___ EXTRACTO FUENTE ___

# LA RUTA DE LA PLATA - Sierra Madre



## rimugu (Jun 28, 2004)

Evento en la Sierra Madre en Chihuahua. Yo ya estoy puesto y esperando/entrenando con ansias. Si alguien mas va, avise para cuando menos conocernos!

LA RUTA DE LA PLATA
80 KM. BIKE MARATHON

2 DE AGOSTO , SAN JUANITO CARICHI

http://www.360gym.com/rplatainfo.html

EL GOBIERNO DEL ESTADO DE CHIHUAHUA, EL MUNICIPIO DE BOCOYNA Y EL MUNICIPIO DE CARICHI; EN COORDINACION CON LA ASOCIACION DE DEPORTES ALTERNATIVOS DE CHIHUAHUA, A.C. (ADAC), Y EL RANCHO SAN MANUEL DE LA HERRADURA; CONVOCAN;

A Toda la comunidad y afición Ciclista, a Participar en uno de los mejores eventos de Ciclismo de Montaña "LA RUTA DE LA PLATA BIKE MARATHON" que será efectuada el SABADO 2 DE AGOSTO 2008; y que será parte del FESTIVAL INTERNACIONAL DE TURISMO DE AVENTURA DE CHIHUAHUA 2008, contando con el aval de la Asociación Estatal de Ciclismo de Chihuahua AC (AEC)., afiliada a la Federación Mexicana de Ciclismo (FMC).

BAJO EL SIGUIENTE PROGRAMA;
Objetivos y Metas:
Comprometidos con el cuidado de la sierra y la preservación de la cultura Tarahumara, los Municipios de Carichi y Bocoyna. Organizadores de la Ruta de la Plata Bike Marathón, donará material escolar para la Escuela "Internado de Cerro Pelón", ubicada en el Municipio Bocoyna, la cual tiene como objetivo la educación y cuidado de niños de bajos recursos de nuestra hermosa Sierra Tarahumara.
Dichos materiales, se donaran con el fin de brindar a los maestros y alumnos, mejores condiciones durante su estancia en el internado mismo que redundaran en beneficio de la enseñanza y aprendizaje.

___

» ENUNCIADO ESCRITO A
Según el hilo sobre la Ruta de la Plata, ¿a qué escuela se donará material escolar?

___ MATERIAL EXTRAÍDO ___

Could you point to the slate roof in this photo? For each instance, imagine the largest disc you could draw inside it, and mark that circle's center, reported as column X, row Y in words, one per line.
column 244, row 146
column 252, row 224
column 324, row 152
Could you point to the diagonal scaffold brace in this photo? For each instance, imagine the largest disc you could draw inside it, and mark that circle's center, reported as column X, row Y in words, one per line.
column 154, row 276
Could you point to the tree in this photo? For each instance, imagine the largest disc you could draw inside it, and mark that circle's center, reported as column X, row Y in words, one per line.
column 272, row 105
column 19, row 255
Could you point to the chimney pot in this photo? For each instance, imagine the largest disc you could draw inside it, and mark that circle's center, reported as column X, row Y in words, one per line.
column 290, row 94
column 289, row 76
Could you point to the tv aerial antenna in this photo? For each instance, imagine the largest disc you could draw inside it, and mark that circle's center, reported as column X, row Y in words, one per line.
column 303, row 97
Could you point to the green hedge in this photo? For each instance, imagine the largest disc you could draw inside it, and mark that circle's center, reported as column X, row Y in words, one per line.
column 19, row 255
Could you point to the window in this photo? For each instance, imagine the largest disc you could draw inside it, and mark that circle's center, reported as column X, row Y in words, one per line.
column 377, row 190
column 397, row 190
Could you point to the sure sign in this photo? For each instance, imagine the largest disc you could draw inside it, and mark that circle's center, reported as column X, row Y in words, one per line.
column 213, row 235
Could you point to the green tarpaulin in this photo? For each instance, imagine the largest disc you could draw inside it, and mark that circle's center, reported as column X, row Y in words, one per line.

___

» ENUNCIADO ESCRITO B
Copia de nuevo el listado, empezando en su inicio y terminando en la línea que contiene "column 289, row 76". Cambia "largest disc" por "widest disc" y deja todo lo demás sin cambios.

» SOLUCIÓN ESCRITA A
A la Escuela "Internado de Cerro Pelón", ubicada en el Municipio Bocoyna.

» SOLUCIÓN ESCRITA B
Could you point to the slate roof in this photo? For each instance, imagine the widest disc you could draw inside it, and mark that circle's center, reported as column X, row Y in words, one per line.
column 244, row 146
column 252, row 224
column 324, row 152
Could you point to the diagonal scaffold brace in this photo? For each instance, imagine the widest disc you could draw inside it, and mark that circle's center, reported as column X, row Y in words, one per line.
column 154, row 276
Could you point to the tree in this photo? For each instance, imagine the widest disc you could draw inside it, and mark that circle's center, reported as column X, row Y in words, one per line.
column 272, row 105
column 19, row 255
Could you point to the chimney pot in this photo? For each instance, imagine the widest disc you could draw inside it, and mark that circle's center, reported as column X, row Y in words, one per line.
column 290, row 94
column 289, row 76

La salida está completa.